▸ **RECORDS TO PROCESS**:
┌────────

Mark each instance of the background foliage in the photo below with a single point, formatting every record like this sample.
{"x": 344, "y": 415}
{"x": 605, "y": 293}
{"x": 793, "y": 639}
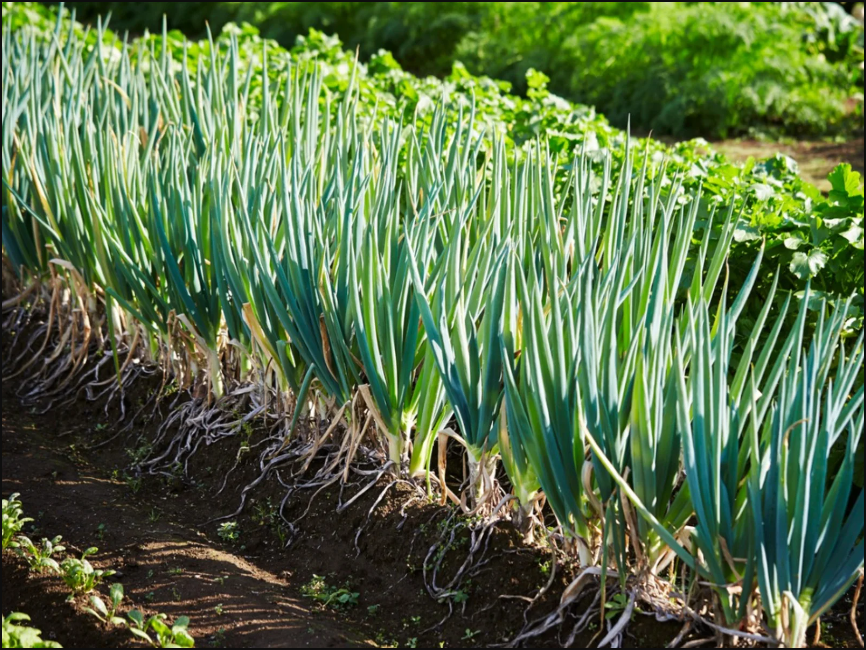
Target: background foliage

└────────

Convert the rows above into a JSON list of strings, one string per line, with blank lines omitted and the pictures left out.

[
  "Mark each instance of the background foliage in the photo below with a single point, formatting every record like this sample.",
  "{\"x\": 344, \"y\": 415}",
  "{\"x\": 605, \"y\": 293}",
  "{\"x\": 793, \"y\": 639}",
  "Target: background foliage"
]